→ Dataset records:
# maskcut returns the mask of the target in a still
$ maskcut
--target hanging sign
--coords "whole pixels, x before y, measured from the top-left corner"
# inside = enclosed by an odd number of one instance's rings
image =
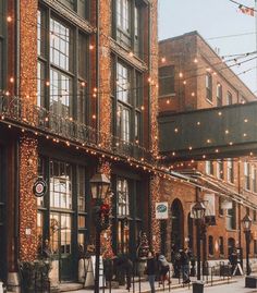
[[[36,197],[42,197],[47,192],[47,182],[38,179],[33,185],[33,193]]]
[[[156,204],[156,219],[164,220],[168,219],[168,203],[157,203]]]

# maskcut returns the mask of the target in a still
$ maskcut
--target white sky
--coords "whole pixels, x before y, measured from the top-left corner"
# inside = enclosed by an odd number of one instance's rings
[[[255,0],[236,2],[247,7],[255,5]],[[212,48],[220,49],[220,56],[256,51],[255,17],[238,12],[237,5],[229,0],[159,0],[158,19],[159,39],[198,30]],[[210,39],[249,33],[253,34]],[[246,59],[241,59],[243,60]],[[256,59],[234,68],[236,73],[249,69],[253,70],[240,77],[257,94]]]

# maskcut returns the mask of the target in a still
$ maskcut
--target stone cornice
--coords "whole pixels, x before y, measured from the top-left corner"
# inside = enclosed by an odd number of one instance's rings
[[[130,51],[119,45],[113,38],[110,38],[110,48],[111,50],[120,56],[122,59],[131,63],[134,68],[138,69],[142,72],[148,71],[148,66],[145,62],[139,60],[136,56],[130,56]]]
[[[65,8],[57,0],[41,0],[42,3],[52,8],[58,14],[68,19],[70,22],[82,28],[88,34],[93,34],[96,32],[96,28],[89,24],[87,20],[79,17],[75,12]]]

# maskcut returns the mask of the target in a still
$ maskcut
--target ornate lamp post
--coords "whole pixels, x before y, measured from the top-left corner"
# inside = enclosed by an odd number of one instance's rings
[[[245,215],[245,217],[242,220],[244,232],[245,232],[245,242],[246,242],[246,276],[250,274],[250,268],[249,268],[249,242],[250,242],[250,228],[252,228],[252,219],[249,215]]]
[[[110,207],[103,204],[110,188],[109,179],[102,173],[96,173],[90,180],[91,197],[96,199],[94,220],[96,225],[96,266],[95,293],[99,293],[100,235],[109,225]]]
[[[197,251],[197,280],[200,280],[200,223],[201,220],[205,217],[205,211],[206,208],[203,203],[197,202],[193,208],[192,208],[194,219],[196,219],[196,229],[197,229],[197,245],[196,245],[196,251]]]

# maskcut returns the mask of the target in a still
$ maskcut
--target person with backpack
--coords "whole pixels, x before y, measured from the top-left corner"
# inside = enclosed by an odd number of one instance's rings
[[[170,284],[171,281],[169,279],[169,276],[167,276],[167,273],[170,270],[170,265],[163,255],[159,256],[159,266],[160,266],[160,283],[163,285],[164,281],[168,281],[168,284]]]

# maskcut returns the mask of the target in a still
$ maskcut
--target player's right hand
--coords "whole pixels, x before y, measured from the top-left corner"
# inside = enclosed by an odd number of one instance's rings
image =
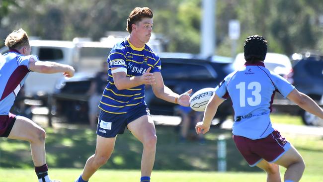
[[[200,121],[196,124],[195,130],[198,134],[200,133],[204,134],[210,130],[210,126],[205,126],[203,124],[203,121]]]
[[[145,85],[154,85],[156,84],[154,74],[149,73],[152,67],[149,67],[141,76],[142,82]]]
[[[75,70],[74,70],[74,68],[73,68],[72,66],[68,66],[68,71],[66,72],[64,72],[63,74],[65,77],[67,78],[71,78],[74,76],[75,72]]]

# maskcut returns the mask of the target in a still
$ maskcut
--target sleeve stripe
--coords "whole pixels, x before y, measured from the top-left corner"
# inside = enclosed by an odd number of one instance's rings
[[[158,61],[157,61],[156,62],[156,63],[155,63],[155,65],[154,65],[154,66],[155,66],[156,64],[157,64],[157,63],[158,63],[158,62],[159,62],[160,61],[161,61],[161,58],[160,58],[160,59],[158,60]]]
[[[127,57],[126,57],[126,56],[125,56],[124,54],[122,54],[122,53],[120,53],[120,52],[114,52],[114,53],[111,53],[111,54],[109,55],[109,57],[110,57],[110,56],[111,56],[111,55],[113,55],[113,54],[121,54],[121,55],[122,55],[122,56],[123,56],[125,57],[125,59],[127,59]]]

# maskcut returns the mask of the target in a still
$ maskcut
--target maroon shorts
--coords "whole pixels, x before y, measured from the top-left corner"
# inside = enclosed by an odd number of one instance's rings
[[[289,142],[275,130],[267,137],[251,140],[241,136],[233,136],[237,148],[249,166],[254,167],[263,159],[269,163],[278,160],[291,147]]]
[[[16,121],[16,115],[11,113],[0,115],[0,137],[7,137]]]

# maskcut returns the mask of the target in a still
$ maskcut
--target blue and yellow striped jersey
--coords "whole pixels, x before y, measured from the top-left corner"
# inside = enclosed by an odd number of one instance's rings
[[[145,104],[145,85],[133,88],[118,90],[114,85],[111,68],[127,69],[127,77],[142,75],[149,68],[150,73],[160,72],[161,63],[159,57],[147,45],[137,48],[129,40],[114,45],[107,60],[109,64],[108,83],[104,90],[99,107],[102,110],[114,114],[127,113],[135,107]]]

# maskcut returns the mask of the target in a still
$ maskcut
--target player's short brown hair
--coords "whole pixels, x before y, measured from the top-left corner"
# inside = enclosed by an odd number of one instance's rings
[[[10,49],[19,49],[22,46],[29,45],[29,39],[27,33],[20,28],[14,30],[7,36],[4,45]]]
[[[154,15],[152,10],[147,7],[135,7],[129,14],[127,21],[127,31],[129,33],[131,33],[132,31],[132,27],[131,25],[133,24],[136,24],[138,22],[140,21],[143,18],[153,18]]]

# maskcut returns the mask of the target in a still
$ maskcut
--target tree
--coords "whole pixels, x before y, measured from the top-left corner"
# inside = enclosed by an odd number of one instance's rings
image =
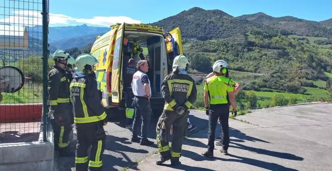
[[[332,93],[332,79],[328,79],[326,81],[326,89],[330,92]]]
[[[246,101],[250,103],[251,108],[256,108],[257,106],[257,96],[255,92],[251,91],[245,92],[245,98]]]
[[[296,101],[297,101],[297,98],[296,98],[295,96],[292,95],[289,97],[289,102],[288,102],[288,105],[296,104]]]

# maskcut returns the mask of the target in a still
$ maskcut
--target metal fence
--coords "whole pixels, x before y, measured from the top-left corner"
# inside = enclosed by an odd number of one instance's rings
[[[48,27],[48,9],[45,0],[0,0],[1,67],[16,67],[25,76],[20,91],[2,94],[0,143],[38,140],[42,123],[48,126],[41,119],[46,101],[43,95],[46,95],[42,56],[47,56],[44,30]]]

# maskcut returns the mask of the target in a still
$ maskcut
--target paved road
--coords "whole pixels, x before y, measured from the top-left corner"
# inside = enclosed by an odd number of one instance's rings
[[[155,164],[155,154],[131,170],[331,170],[332,104],[316,104],[260,110],[229,121],[229,155],[206,149],[207,130],[192,135],[183,146],[182,165]],[[243,122],[250,123],[245,123]]]
[[[330,170],[332,168],[332,104],[316,104],[273,108],[230,120],[228,155],[214,151],[207,159],[200,153],[206,149],[207,118],[204,112],[192,111],[191,121],[197,125],[184,140],[182,165],[170,167],[170,162],[157,166],[155,143],[156,118],[152,118],[149,138],[151,147],[130,141],[131,131],[123,128],[125,120],[112,121],[106,127],[106,149],[104,170]],[[245,122],[246,123],[245,123]],[[218,130],[219,131],[219,130]],[[218,134],[219,132],[217,132]],[[74,150],[75,142],[71,146]],[[74,170],[73,157],[58,158],[59,170]],[[137,164],[138,163],[138,164]]]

→ Problem to work on: Without including the pictures, return each record above exactly as it stands.

→ Written solution:
# maskcut returns the mask of the target in a still
$ maskcut
--target hanging sign
--coords "whole pixels, x before y, measured from the top-left corner"
# inside = enclosed by an odd number of one instance's rings
image =
[[[36,197],[42,197],[47,192],[47,182],[38,179],[33,185],[33,193]]]
[[[156,204],[156,219],[164,220],[168,219],[168,203],[157,203]]]

# maskcut returns the mask of the target in a still
$ maskcut
--target white sky
--coords "whole pixels, x before y, measured from the top-left corner"
# inside = enclosed by an odd number of one instance's rings
[[[255,0],[236,2],[247,7],[255,5]],[[212,48],[220,49],[220,56],[256,51],[255,17],[238,12],[237,5],[229,0],[159,0],[158,19],[159,39],[198,30]],[[210,39],[249,33],[253,34]],[[246,59],[241,59],[243,60]],[[256,59],[234,68],[236,73],[249,69],[253,70],[240,77],[257,94]]]

# maskcut returns the mask of the target in a still
$ maskcut
--target stone cornice
--coords "whole pixels, x before y, measured from the top-left corner"
# inside = enclosed by an odd number of one instance's rings
[[[130,51],[119,45],[113,38],[110,38],[110,48],[111,50],[120,56],[122,59],[131,63],[134,68],[138,69],[142,72],[148,71],[148,66],[145,62],[139,60],[136,56],[130,56]]]
[[[65,8],[57,0],[41,0],[42,3],[52,8],[58,14],[68,19],[70,22],[82,28],[88,34],[93,34],[96,32],[96,28],[89,24],[87,20],[79,17],[75,12]]]

# maskcut returns the mask of the target in a still
$ maskcut
--target ornate lamp post
--coords "whole pixels, x before y, measured from the top-left corner"
# inside = enclosed by an odd number of one instance's rings
[[[245,215],[245,217],[242,220],[244,232],[245,232],[245,242],[246,242],[246,276],[250,274],[250,268],[249,268],[249,242],[250,242],[250,228],[252,228],[252,219],[249,215]]]
[[[110,207],[103,204],[110,188],[109,179],[102,173],[96,173],[90,180],[91,197],[96,199],[94,220],[96,225],[96,266],[95,293],[99,293],[100,235],[109,225]]]
[[[197,251],[197,280],[200,280],[200,223],[201,220],[205,217],[205,211],[206,208],[203,203],[197,202],[193,208],[192,208],[194,219],[196,219],[196,229],[197,229],[197,245],[196,245],[196,251]]]

# maskcut returns the mask of the target in a still
$ maskcut
--target person with backpack
--coords "whole pixels, x before y, measured from the top-left corner"
# inside = enclosed by an odd number of one instance's rings
[[[170,284],[171,281],[169,279],[169,276],[167,276],[167,273],[170,270],[170,265],[163,255],[159,256],[159,266],[160,266],[160,283],[163,285],[164,281],[168,281],[168,284]]]

# maskcut returns the mask of the target in a still
$ maskcut
--target player's right hand
--coords "whole pixels, x before y, measured from the top-left corner"
# inside = enclosed by an odd number of one instance's rings
image =
[[[200,121],[196,124],[195,130],[198,134],[200,133],[204,134],[210,130],[210,126],[205,126],[203,124],[203,121]]]
[[[145,85],[154,85],[156,84],[154,74],[149,73],[152,67],[149,67],[141,76],[142,82]]]
[[[75,70],[74,70],[74,68],[73,68],[72,66],[68,66],[68,71],[66,72],[64,72],[63,74],[65,77],[67,78],[71,78],[74,76],[75,72]]]

# maskcut returns the mask of the target in a still
$ maskcut
--target sleeve stripe
--coords "whole pixels, x before y, measured from the top-left corner"
# inside = enclosed by an odd number of one instance's rings
[[[158,61],[157,61],[156,62],[156,63],[155,63],[155,65],[154,65],[154,66],[155,66],[156,64],[157,64],[157,63],[158,63],[158,62],[159,62],[160,61],[161,61],[161,58],[160,58],[160,59],[158,60]]]
[[[127,57],[126,57],[126,56],[125,56],[124,54],[122,54],[122,53],[120,53],[120,52],[114,52],[114,53],[111,53],[111,54],[109,55],[109,57],[110,57],[110,56],[111,56],[111,55],[113,55],[113,54],[121,54],[121,55],[122,55],[122,56],[123,56],[125,57],[125,59],[127,59]]]

# maskcut returns the mask of the target in a still
$ maskcut
--target maroon shorts
--coords "whole pixels, x before y, measured from the top-left corner"
# inside = enclosed by an odd number of one instance's rings
[[[289,142],[275,130],[267,137],[251,140],[241,136],[233,136],[237,148],[249,166],[254,167],[263,159],[269,163],[278,160],[291,147]]]
[[[16,121],[16,115],[11,113],[0,115],[0,137],[7,137]]]

# maskcut returns the mask of the target in a still
$ maskcut
--target blue and yellow striped jersey
--coords "whole pixels, x before y, measured from the top-left corner"
# inside = enclosed by an odd number of one instance's rings
[[[145,104],[145,85],[133,88],[118,90],[114,85],[111,68],[127,69],[127,77],[142,75],[149,68],[150,73],[160,72],[161,63],[159,57],[147,45],[137,48],[129,40],[114,45],[107,60],[109,64],[108,83],[104,90],[99,107],[102,110],[114,114],[127,113],[135,107]]]

# maskcut returns the mask of the target in a still
$ maskcut
--target player's short brown hair
--coords "whole pixels, x before y, measured from the top-left corner"
# inside = enclosed by an odd number of one instance's rings
[[[10,49],[19,49],[22,46],[29,45],[29,39],[27,33],[20,28],[14,30],[7,36],[4,45]]]
[[[154,15],[152,10],[147,7],[135,7],[129,14],[127,21],[127,31],[129,33],[131,33],[132,31],[132,27],[131,25],[133,24],[136,24],[138,22],[140,21],[143,18],[153,18]]]

# maskcut returns the mask of the target in a still
$ maskcut
--target tree
--coords "whole pixels, x before y, measured from the top-left corner"
# inside = enclosed by an odd number of one instance's rings
image =
[[[332,93],[332,79],[328,79],[326,81],[326,89],[330,92]]]
[[[246,101],[250,103],[251,108],[256,108],[257,106],[257,96],[255,92],[251,91],[245,92],[245,98]]]
[[[296,101],[297,101],[297,98],[296,98],[295,96],[292,95],[289,97],[289,102],[288,102],[288,105],[296,104]]]

# maskcut returns the mask of the target in a still
$ maskcut
--target metal fence
--coords "whole pixels, x before y, measured from the top-left corner"
# inside = enclosed by an odd number of one instance's rings
[[[48,27],[48,9],[45,0],[0,0],[1,67],[16,67],[25,76],[20,91],[2,94],[0,143],[38,140],[42,123],[48,126],[41,119],[46,101],[43,95],[46,95],[42,56],[47,56],[44,30]]]

# maskcut returns the mask of the target in a still
$ maskcut
--target paved road
--coords "whole pixels, x before y, measured from the top-left corner"
# inside = enclosed by an odd number of one instance's rings
[[[155,164],[155,154],[131,170],[331,170],[332,104],[316,104],[260,110],[229,121],[229,155],[206,149],[207,130],[192,135],[183,146],[182,165]],[[243,122],[250,123],[245,123]]]
[[[330,170],[332,168],[332,104],[316,104],[273,108],[230,120],[228,155],[214,151],[207,159],[200,153],[206,149],[207,118],[204,112],[192,111],[191,121],[197,125],[184,140],[182,165],[170,167],[170,162],[157,166],[155,143],[156,118],[152,118],[149,138],[151,147],[130,141],[131,131],[123,128],[125,120],[112,121],[106,127],[106,149],[104,170]],[[245,122],[246,123],[245,123]],[[218,130],[219,131],[219,130]],[[218,134],[219,132],[217,132]],[[74,150],[75,142],[71,146]],[[74,170],[73,157],[58,158],[59,170]],[[137,164],[138,163],[138,164]]]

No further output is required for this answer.